=== STUDY TEXT ===

4. The Firm – One of John Grisham’s best ever. The story of a fresh and highly ambitious law graduate and the sudden surprises life throws at him after graduation. He joins one of the most sought after and prestigious law firms, and then gets drawn into their secret. For the movie buffs, there is a very well adapted movie by the same name, starring Tom Cruise.
5. Sybil- Sybil is a dark and haunting true story of a girl called Shirley Ardell Mason (aka Sybil), who is suffering from multiple personality syndrome (MPD). She has 16 personalities. Flora Rheta Schreiber is the author and has done a good job in retaining the essence of the interaction between the patient and the doctor. It is not an easy to digest read. So be prepared for going through some heavy emotional roller coaster.

6. Ramayana by Ashok Banker (In Parts I-VII)– This is the Ramayana re-told for the new generation. Simple in narrative, and extensive in detail, it attempts to give a logical reason for every mantra and tantra. Mr. Banker has done a wonderful job of essaying the entire Ramayana, in a manner that in coherent with the millennia old version, and reads like a dream.

===

TASK INSTRUCTIONS:
1. List the titles of the books recommended in the book list.
2. Continue the book list from its last sentence.

=== EXCERPTED RECORDS ===

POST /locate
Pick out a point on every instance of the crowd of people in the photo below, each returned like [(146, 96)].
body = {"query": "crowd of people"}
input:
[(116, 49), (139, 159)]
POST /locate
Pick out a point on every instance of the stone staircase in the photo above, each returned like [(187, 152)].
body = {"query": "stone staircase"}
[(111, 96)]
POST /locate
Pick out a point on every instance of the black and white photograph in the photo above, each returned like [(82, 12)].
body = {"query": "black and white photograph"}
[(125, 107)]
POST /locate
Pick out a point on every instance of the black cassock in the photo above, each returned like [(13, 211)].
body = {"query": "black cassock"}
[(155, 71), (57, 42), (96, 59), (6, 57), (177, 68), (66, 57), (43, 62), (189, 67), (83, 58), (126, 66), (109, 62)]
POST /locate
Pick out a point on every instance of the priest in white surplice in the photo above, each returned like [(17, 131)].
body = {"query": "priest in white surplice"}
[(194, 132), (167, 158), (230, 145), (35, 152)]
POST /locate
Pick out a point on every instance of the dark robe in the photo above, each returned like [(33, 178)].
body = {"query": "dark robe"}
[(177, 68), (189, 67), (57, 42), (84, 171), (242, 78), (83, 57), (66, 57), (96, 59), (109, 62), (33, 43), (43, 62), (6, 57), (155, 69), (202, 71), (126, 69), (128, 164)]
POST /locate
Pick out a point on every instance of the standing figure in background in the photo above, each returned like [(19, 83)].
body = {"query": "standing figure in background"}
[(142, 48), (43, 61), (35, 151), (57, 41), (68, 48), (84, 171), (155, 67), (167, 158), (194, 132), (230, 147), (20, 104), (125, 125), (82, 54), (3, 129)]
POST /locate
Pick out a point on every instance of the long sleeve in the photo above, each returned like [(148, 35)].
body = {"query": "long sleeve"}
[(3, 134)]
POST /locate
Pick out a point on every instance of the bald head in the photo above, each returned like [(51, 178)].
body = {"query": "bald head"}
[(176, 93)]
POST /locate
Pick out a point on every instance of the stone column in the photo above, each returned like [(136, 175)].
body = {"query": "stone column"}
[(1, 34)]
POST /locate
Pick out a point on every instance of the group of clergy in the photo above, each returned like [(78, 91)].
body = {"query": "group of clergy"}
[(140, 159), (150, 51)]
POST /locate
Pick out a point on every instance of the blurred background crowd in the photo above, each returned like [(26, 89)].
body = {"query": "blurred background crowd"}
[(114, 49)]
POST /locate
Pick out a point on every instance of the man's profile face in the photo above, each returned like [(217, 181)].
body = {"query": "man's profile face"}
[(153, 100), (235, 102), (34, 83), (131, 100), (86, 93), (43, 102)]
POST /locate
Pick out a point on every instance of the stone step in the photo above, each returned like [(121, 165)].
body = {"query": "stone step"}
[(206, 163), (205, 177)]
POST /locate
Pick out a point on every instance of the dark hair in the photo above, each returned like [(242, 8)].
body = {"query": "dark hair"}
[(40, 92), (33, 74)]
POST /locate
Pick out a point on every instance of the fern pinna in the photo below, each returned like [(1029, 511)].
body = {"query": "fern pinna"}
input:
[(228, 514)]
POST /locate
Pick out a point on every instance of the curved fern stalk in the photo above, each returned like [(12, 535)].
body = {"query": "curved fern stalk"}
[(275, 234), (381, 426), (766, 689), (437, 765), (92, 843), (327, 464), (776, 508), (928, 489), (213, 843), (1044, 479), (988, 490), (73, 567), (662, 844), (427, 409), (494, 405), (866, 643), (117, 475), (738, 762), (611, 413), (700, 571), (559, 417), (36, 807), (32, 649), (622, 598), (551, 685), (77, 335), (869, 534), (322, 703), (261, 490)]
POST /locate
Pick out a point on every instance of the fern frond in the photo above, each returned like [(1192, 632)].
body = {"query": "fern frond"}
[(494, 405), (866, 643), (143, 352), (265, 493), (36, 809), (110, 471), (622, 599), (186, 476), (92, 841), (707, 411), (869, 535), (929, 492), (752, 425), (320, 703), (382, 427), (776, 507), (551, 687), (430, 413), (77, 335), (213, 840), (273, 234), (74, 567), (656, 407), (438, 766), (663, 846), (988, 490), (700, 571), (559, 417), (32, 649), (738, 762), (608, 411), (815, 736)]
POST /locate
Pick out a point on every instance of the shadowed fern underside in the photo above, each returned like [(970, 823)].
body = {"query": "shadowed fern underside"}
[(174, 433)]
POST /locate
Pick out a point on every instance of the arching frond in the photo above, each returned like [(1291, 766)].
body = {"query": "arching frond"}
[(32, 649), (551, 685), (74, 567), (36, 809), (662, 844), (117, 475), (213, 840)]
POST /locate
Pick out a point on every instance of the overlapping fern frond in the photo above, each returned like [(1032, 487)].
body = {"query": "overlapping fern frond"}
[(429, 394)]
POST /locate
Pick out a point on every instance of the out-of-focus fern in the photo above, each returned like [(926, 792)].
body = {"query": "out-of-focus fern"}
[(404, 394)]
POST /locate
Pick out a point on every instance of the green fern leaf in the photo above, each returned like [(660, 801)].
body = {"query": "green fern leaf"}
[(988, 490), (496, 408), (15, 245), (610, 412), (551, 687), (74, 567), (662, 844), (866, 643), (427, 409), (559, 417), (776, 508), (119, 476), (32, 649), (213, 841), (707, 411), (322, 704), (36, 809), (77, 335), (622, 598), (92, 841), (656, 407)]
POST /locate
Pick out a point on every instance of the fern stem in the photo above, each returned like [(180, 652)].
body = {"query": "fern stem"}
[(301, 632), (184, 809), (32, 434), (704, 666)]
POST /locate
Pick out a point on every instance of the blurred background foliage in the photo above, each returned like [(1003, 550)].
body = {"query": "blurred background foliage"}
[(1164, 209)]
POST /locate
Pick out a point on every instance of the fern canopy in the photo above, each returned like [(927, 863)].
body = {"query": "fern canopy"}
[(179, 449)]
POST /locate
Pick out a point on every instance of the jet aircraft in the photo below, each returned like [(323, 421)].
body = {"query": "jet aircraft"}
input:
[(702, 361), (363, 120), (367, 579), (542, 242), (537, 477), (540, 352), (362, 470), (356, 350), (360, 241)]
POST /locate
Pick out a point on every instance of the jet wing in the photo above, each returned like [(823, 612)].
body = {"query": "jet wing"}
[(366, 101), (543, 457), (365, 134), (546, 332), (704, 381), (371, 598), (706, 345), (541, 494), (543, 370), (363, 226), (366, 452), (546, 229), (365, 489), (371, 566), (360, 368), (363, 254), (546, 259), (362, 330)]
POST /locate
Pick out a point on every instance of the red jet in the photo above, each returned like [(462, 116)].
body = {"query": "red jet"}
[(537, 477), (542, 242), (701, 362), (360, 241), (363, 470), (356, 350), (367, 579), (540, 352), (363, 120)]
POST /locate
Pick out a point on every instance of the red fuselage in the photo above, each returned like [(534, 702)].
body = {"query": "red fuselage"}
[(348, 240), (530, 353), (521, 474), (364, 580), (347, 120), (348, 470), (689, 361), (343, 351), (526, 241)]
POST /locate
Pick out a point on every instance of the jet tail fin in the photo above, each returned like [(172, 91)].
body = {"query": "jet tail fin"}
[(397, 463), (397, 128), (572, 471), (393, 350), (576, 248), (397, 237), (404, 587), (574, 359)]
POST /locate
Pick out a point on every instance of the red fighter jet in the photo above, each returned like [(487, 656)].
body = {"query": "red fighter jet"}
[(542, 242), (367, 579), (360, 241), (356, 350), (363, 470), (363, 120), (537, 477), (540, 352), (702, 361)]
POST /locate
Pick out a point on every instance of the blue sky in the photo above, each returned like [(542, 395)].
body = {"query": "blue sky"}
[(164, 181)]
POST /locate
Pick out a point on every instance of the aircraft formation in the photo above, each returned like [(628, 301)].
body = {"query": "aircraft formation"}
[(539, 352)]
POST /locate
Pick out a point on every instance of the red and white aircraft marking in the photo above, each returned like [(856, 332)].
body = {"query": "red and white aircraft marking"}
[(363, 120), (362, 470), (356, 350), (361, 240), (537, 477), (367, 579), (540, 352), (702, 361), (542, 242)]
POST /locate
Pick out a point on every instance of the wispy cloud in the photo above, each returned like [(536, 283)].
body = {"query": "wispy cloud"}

===

YOUR RESPONSES:
1. The Firm, Sybil, Ramayana

2.
7. Matilda – Matilda by Roald Dahl is the story of an exceptionally bright young girl child, who is born in an imbalanced household. Her parents are involved in a lot of shady business, her only elder brother treats her like muck. In all this mess, no one pays attention to the extremely talented Matilda, who ultimately finds solace in books. She can read at the age of 2, and by the age of 6, is a regular at the city library. When she joins school, after much pleading with her parents, she meets a teacher who actually recognizes the bundle of surprises that is Matilda. It is a book written for children, simple, and straight forward, but adults will enjoy it as much as the next 10 year old. 🙂

8. Journeys Through Babudom And Netaland:governance In India – TSR Subramanian – This is a indepth analyses and narration of the Indian Bureaucratic system. The narration comes from an ex-IAS officer, from the batch of 1968. It traverses the many streets and alleys that is our system. It covers the ups and down, the good and the bad, the ways of survival, and numerous examples of failed logic in the ‘system’. This book has been an eye opener

9. The horse that Flew by Chidananda Rajghatta -Chidanand is the foreign editor and the U.S Correspondent for the Times of India. In this masterpiece, he has travelled down the annals of history and shed light on some of the greatest Indian or started by Indians, enterprises. He covers the likes of Infosys, Juniper, SUN amongst others. Some of the facts highlighted are simply awesome, like the fact the NR Murthy had to spend three nights in a prison in Bulgaria because of running down communism, in the then Communist ruled Bulgaria. These are some other interesting snippets are spread across the book, making it very difficult to put down once taken.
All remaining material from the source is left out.